## TRECHO DO TEXTO:
---------------

Bernardo frequentou o grupo de estudos junguianos de Nise por 12 anos. O jornalista conta que presenciou inúmeras vezes a psiquiatra declarar respeito a Freud, mas afirmar que foi na obra de Jung que encontrou as ferramentas mais adequadas para desenvolver a terapia ocupacional no Brasil. “Jung foi discípulo de Freud, mas aconteceu uma cisão e os dois rompem. Existem analistas que afirmam que a relação entre Jung e Freud marcou a psicanálise moderna. Nise leu e releu as obras de Freud em inglês e espanhol, assim como leu muito também a obre de Jung. Nise era uma devoradora de livros, um gênio, o que a fez conhecer profundamente a obra dos dois para formular a sua”.

A diferença entre Freud e Jung no tratamento do esquizofrênico foi a parte da obra na qual Nise se debruçou por anos. “Enquanto Freud estudou os esquizofrênicos e afirmou que o lugar de tratamento deles era o divã, Jung observou os esquizofrênicos e afirmou que o tratamento deles deveria se dar por meio da expressão plástica – veja bem, não artística, mas plástica – e o divã deveria ser substituído pelo ateliê. Ao tratar de fato o esquizofrênico e não somente estudá-lo, Nise fez o trabalho de Jung evoluir e aprofundou as ideias dele”, explica o jornalista.

---------------

## ENTRADAS EXTRAÍDAS:
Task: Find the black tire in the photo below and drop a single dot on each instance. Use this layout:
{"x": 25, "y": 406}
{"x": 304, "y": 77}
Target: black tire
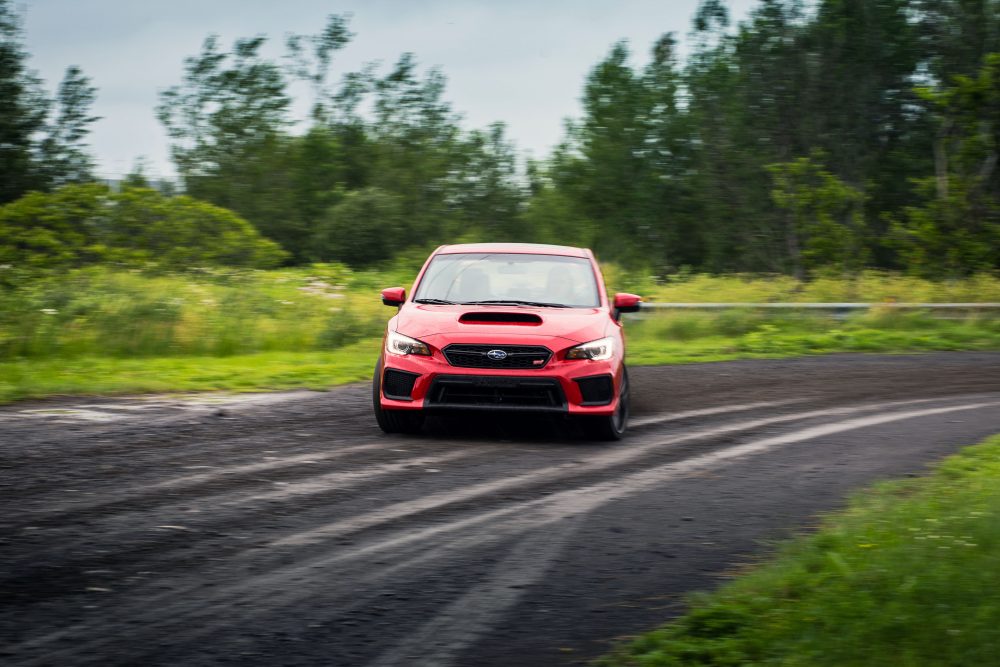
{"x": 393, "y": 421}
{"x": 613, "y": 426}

---------------

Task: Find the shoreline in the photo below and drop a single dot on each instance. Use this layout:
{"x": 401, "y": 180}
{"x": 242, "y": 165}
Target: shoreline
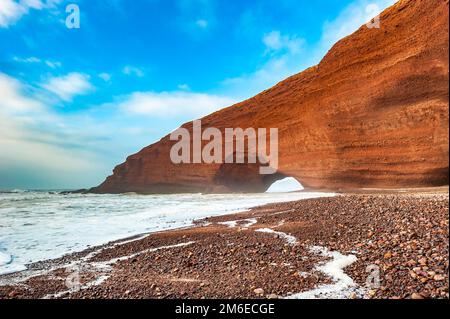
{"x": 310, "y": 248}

---------------

Segundo o trecho do texto, o que deveria substituir o divã no tratamento dos esquizofrênicos, de acordo com Jung?

O ateliê.